__Texte fourni__:

%%

Cher Noé, cher Jonas (44)

Cher Noé, cher Jonas,

J’espère que vous allez bien. Aujourd’hui c’est dimanche. Peut-être l’avant-dernier passé en confinement. Pour fêter cela, je suis allée faire un tour de pédalo dans la limite autorisée. Tout était calme et vide. Que restera-t-il de cette vie de village que nous avons vécue pendant plusieurs semaines, ce troc où l’on s’échange des masques faits maison contre des courses faites, où l’on se dit bonjour quand on se croise parce qu’on a peur de donner l’impression que l’on a peur, où les personnes marchent, travaillent, achètent et vendent en pleine conscience parce que le virus est invisible ? Une vie où on ne prend pas forcément la voiture pour se balader, une existence où il est possible de passer du temps avec nos très proches, comme si nous avions la vie devant nous. Que restera-t-il de ce monde où nous sommes devenus un peu plus responsables de nos faits et gestes alors même que la loi nous retirait de la liberté et du pouvoir ? Nous aurons appris sur nous-mêmes et sur la relation, sur l’étendue de nos limites et sur les ressources insoupçonnées que nous avons découvertes en nous et chez les autres. Nous avons appris que nous détestions le mensonge fait pour notre bien, que nous préférions être lucides et conscients pour pouvoir décider par nous-mêmes et que nous savons être solidaires et consciencieux. Nous avons appris combien il était difficile de vivre avec des injonctions contradictoires comme de rester dedans et de voter dehors, de ne pas sortir et de faire du sport, de soigner et de ne pas tomber malade. Quelqu’un devrait penser à valider toutes les compétences que nous avons acquises jour après jour, sans avoir vu aucun tuto.
Que garderons-nous de tout cela quand la vie (un jour !) reprendra comme si les virus, les maladies et le dérèglement climatique n’existaient pas ? Les expériences donnent d’autant plus de fruits que l’on met des mots pour les relire, les comprendre, les faire siens. Il restera donc ce que nous déciderons de garder, de reconnaître et de faire nôtre pour en prendre soin parce que nous en avons compris les enjeux et la portée. Tout le reste partira dans les souvenirs stériles ou l’oubli. Ce que l’on veut garder pour demain, c’est maintenant qu’il nous faut le décider.

%%

__Votre travail__:
• a. Recopiez un passage de la lettre en remplaçant «souvenirs stériles» par «souvenirs inutiles». Commencez aux mots «Que garderons-nous de» et arrêtez-vous après «faut le décider.».
• b. Quelles injonctions contradictoires la lettre cite-t-elle ? Donnez-les toutes.

(Entrées de données enregistrées)
%%

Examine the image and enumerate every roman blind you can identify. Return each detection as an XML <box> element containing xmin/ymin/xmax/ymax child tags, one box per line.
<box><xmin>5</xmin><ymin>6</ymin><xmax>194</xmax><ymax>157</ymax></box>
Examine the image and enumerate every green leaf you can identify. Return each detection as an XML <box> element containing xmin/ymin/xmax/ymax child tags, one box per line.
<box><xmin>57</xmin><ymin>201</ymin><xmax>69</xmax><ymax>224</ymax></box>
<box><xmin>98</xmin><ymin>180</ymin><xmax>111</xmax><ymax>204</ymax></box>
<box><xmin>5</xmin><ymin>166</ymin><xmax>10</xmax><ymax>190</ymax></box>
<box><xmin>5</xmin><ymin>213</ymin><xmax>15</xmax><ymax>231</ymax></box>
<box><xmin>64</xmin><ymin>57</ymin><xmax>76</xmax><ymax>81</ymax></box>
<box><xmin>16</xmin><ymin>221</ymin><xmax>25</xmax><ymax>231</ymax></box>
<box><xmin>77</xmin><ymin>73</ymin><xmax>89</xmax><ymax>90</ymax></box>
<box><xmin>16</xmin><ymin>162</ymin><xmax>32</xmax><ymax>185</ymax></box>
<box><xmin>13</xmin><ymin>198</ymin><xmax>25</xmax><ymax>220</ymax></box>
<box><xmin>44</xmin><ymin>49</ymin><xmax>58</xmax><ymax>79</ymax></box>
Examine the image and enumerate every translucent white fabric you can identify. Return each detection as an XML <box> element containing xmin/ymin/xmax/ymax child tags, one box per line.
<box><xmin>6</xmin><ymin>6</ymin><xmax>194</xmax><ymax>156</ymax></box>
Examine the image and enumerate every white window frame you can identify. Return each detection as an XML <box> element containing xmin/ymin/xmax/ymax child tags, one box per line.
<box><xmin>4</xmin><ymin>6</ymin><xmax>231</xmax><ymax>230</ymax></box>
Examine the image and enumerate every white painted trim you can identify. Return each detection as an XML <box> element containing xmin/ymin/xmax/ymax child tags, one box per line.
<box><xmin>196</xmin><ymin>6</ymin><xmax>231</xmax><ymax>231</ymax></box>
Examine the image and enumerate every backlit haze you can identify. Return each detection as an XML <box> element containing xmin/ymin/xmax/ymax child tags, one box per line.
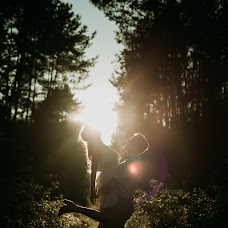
<box><xmin>65</xmin><ymin>0</ymin><xmax>122</xmax><ymax>144</ymax></box>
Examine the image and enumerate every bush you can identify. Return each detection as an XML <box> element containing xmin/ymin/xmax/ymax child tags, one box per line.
<box><xmin>126</xmin><ymin>180</ymin><xmax>226</xmax><ymax>228</ymax></box>
<box><xmin>0</xmin><ymin>175</ymin><xmax>92</xmax><ymax>228</ymax></box>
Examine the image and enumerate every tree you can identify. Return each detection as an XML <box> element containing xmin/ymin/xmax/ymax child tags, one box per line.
<box><xmin>91</xmin><ymin>0</ymin><xmax>228</xmax><ymax>188</ymax></box>
<box><xmin>0</xmin><ymin>0</ymin><xmax>96</xmax><ymax>129</ymax></box>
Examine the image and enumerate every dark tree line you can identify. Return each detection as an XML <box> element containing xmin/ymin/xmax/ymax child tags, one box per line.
<box><xmin>0</xmin><ymin>0</ymin><xmax>95</xmax><ymax>128</ymax></box>
<box><xmin>91</xmin><ymin>0</ymin><xmax>228</xmax><ymax>188</ymax></box>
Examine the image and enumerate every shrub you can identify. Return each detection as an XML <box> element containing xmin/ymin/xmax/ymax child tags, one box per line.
<box><xmin>126</xmin><ymin>180</ymin><xmax>225</xmax><ymax>228</ymax></box>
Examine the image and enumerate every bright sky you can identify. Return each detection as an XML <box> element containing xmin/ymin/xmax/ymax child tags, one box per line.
<box><xmin>64</xmin><ymin>0</ymin><xmax>123</xmax><ymax>144</ymax></box>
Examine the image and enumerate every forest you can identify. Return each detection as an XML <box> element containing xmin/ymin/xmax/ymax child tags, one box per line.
<box><xmin>0</xmin><ymin>0</ymin><xmax>228</xmax><ymax>228</ymax></box>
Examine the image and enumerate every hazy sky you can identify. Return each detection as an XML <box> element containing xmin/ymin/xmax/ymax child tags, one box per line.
<box><xmin>64</xmin><ymin>0</ymin><xmax>122</xmax><ymax>101</ymax></box>
<box><xmin>64</xmin><ymin>0</ymin><xmax>123</xmax><ymax>144</ymax></box>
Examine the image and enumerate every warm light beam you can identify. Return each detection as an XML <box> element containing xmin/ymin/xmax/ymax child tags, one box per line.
<box><xmin>71</xmin><ymin>84</ymin><xmax>118</xmax><ymax>145</ymax></box>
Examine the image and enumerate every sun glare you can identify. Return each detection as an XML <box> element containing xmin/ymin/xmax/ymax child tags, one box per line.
<box><xmin>71</xmin><ymin>84</ymin><xmax>117</xmax><ymax>145</ymax></box>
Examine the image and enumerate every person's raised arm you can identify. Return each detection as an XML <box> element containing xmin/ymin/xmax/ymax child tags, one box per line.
<box><xmin>90</xmin><ymin>156</ymin><xmax>98</xmax><ymax>204</ymax></box>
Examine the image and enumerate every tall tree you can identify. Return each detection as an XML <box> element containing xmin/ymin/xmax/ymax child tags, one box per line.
<box><xmin>0</xmin><ymin>0</ymin><xmax>95</xmax><ymax>128</ymax></box>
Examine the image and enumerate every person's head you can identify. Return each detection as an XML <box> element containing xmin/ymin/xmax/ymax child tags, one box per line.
<box><xmin>78</xmin><ymin>125</ymin><xmax>102</xmax><ymax>160</ymax></box>
<box><xmin>123</xmin><ymin>133</ymin><xmax>149</xmax><ymax>155</ymax></box>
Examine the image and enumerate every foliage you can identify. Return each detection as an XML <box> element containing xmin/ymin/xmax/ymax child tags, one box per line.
<box><xmin>126</xmin><ymin>180</ymin><xmax>226</xmax><ymax>228</ymax></box>
<box><xmin>0</xmin><ymin>0</ymin><xmax>96</xmax><ymax>126</ymax></box>
<box><xmin>91</xmin><ymin>0</ymin><xmax>228</xmax><ymax>189</ymax></box>
<box><xmin>0</xmin><ymin>175</ymin><xmax>91</xmax><ymax>227</ymax></box>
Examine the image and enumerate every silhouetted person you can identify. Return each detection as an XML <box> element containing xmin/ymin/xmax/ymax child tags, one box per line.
<box><xmin>59</xmin><ymin>125</ymin><xmax>149</xmax><ymax>228</ymax></box>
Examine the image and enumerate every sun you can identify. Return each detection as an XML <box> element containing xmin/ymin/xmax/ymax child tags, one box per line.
<box><xmin>71</xmin><ymin>83</ymin><xmax>118</xmax><ymax>145</ymax></box>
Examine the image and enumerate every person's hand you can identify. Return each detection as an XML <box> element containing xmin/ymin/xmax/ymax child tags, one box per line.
<box><xmin>90</xmin><ymin>191</ymin><xmax>98</xmax><ymax>205</ymax></box>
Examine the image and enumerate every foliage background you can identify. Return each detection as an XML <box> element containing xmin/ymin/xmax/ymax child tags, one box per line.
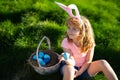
<box><xmin>0</xmin><ymin>0</ymin><xmax>120</xmax><ymax>80</ymax></box>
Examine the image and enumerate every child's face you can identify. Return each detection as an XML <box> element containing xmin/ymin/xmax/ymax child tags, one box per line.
<box><xmin>67</xmin><ymin>26</ymin><xmax>80</xmax><ymax>39</ymax></box>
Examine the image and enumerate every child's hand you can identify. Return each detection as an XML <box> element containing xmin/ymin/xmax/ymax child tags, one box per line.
<box><xmin>59</xmin><ymin>55</ymin><xmax>64</xmax><ymax>61</ymax></box>
<box><xmin>74</xmin><ymin>69</ymin><xmax>79</xmax><ymax>78</ymax></box>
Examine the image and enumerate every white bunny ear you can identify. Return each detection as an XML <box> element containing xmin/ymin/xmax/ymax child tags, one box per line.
<box><xmin>55</xmin><ymin>2</ymin><xmax>74</xmax><ymax>17</ymax></box>
<box><xmin>68</xmin><ymin>4</ymin><xmax>83</xmax><ymax>24</ymax></box>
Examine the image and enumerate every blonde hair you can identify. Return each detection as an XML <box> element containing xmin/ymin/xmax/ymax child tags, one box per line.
<box><xmin>66</xmin><ymin>16</ymin><xmax>95</xmax><ymax>52</ymax></box>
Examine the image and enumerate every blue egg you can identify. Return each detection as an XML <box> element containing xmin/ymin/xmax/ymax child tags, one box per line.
<box><xmin>32</xmin><ymin>55</ymin><xmax>37</xmax><ymax>60</ymax></box>
<box><xmin>38</xmin><ymin>58</ymin><xmax>46</xmax><ymax>66</ymax></box>
<box><xmin>44</xmin><ymin>54</ymin><xmax>51</xmax><ymax>64</ymax></box>
<box><xmin>38</xmin><ymin>51</ymin><xmax>44</xmax><ymax>58</ymax></box>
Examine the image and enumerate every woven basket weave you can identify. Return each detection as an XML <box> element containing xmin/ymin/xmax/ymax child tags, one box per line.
<box><xmin>28</xmin><ymin>36</ymin><xmax>60</xmax><ymax>75</ymax></box>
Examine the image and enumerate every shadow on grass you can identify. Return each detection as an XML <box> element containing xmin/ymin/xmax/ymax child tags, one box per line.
<box><xmin>0</xmin><ymin>43</ymin><xmax>120</xmax><ymax>80</ymax></box>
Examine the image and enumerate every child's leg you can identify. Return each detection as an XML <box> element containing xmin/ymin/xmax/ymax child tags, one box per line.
<box><xmin>62</xmin><ymin>65</ymin><xmax>75</xmax><ymax>80</ymax></box>
<box><xmin>88</xmin><ymin>60</ymin><xmax>118</xmax><ymax>80</ymax></box>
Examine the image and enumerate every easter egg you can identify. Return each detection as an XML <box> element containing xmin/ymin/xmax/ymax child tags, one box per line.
<box><xmin>38</xmin><ymin>58</ymin><xmax>46</xmax><ymax>66</ymax></box>
<box><xmin>32</xmin><ymin>55</ymin><xmax>37</xmax><ymax>60</ymax></box>
<box><xmin>38</xmin><ymin>51</ymin><xmax>44</xmax><ymax>58</ymax></box>
<box><xmin>44</xmin><ymin>54</ymin><xmax>50</xmax><ymax>64</ymax></box>
<box><xmin>63</xmin><ymin>52</ymin><xmax>70</xmax><ymax>60</ymax></box>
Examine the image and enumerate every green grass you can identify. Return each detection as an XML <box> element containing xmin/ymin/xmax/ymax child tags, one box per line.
<box><xmin>0</xmin><ymin>0</ymin><xmax>120</xmax><ymax>80</ymax></box>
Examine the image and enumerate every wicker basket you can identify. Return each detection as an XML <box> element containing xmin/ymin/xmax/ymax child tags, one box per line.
<box><xmin>28</xmin><ymin>36</ymin><xmax>60</xmax><ymax>75</ymax></box>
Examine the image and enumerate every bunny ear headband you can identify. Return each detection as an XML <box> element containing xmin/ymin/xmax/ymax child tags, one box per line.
<box><xmin>55</xmin><ymin>2</ymin><xmax>85</xmax><ymax>35</ymax></box>
<box><xmin>55</xmin><ymin>2</ymin><xmax>84</xmax><ymax>25</ymax></box>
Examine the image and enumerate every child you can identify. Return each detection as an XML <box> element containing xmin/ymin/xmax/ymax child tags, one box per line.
<box><xmin>56</xmin><ymin>2</ymin><xmax>118</xmax><ymax>80</ymax></box>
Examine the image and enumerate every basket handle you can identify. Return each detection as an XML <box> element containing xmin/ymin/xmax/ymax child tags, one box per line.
<box><xmin>36</xmin><ymin>36</ymin><xmax>51</xmax><ymax>67</ymax></box>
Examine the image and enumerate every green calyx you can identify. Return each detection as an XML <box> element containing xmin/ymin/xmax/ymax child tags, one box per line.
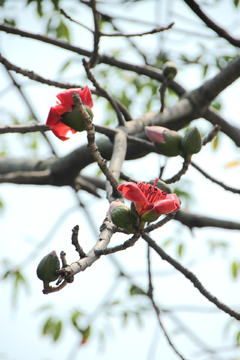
<box><xmin>162</xmin><ymin>61</ymin><xmax>177</xmax><ymax>80</ymax></box>
<box><xmin>37</xmin><ymin>251</ymin><xmax>60</xmax><ymax>283</ymax></box>
<box><xmin>61</xmin><ymin>105</ymin><xmax>93</xmax><ymax>132</ymax></box>
<box><xmin>141</xmin><ymin>210</ymin><xmax>161</xmax><ymax>222</ymax></box>
<box><xmin>154</xmin><ymin>130</ymin><xmax>182</xmax><ymax>157</ymax></box>
<box><xmin>150</xmin><ymin>179</ymin><xmax>172</xmax><ymax>194</ymax></box>
<box><xmin>111</xmin><ymin>204</ymin><xmax>136</xmax><ymax>233</ymax></box>
<box><xmin>181</xmin><ymin>127</ymin><xmax>202</xmax><ymax>155</ymax></box>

%%

__Réponses rédigées__:
• a.
Que garderons-nous de tout cela quand la vie (un jour !) reprendra comme si les virus, les maladies et le dérèglement climatique n’existaient pas ? Les expériences donnent d’autant plus de fruits que l’on met des mots pour les relire, les comprendre, les faire siens. Il restera donc ce que nous déciderons de garder, de reconnaître et de faire nôtre pour en prendre soin parce que nous en avons compris les enjeux et la portée. Tout le reste partira dans les souvenirs inutiles ou l’oubli. Ce que l’on veut garder pour demain, c’est maintenant qu’il nous faut le décider.

• b.
- Rester dedans et voter dehors
- Ne pas sortir et faire du sport
- Soigner et ne pas tomber malade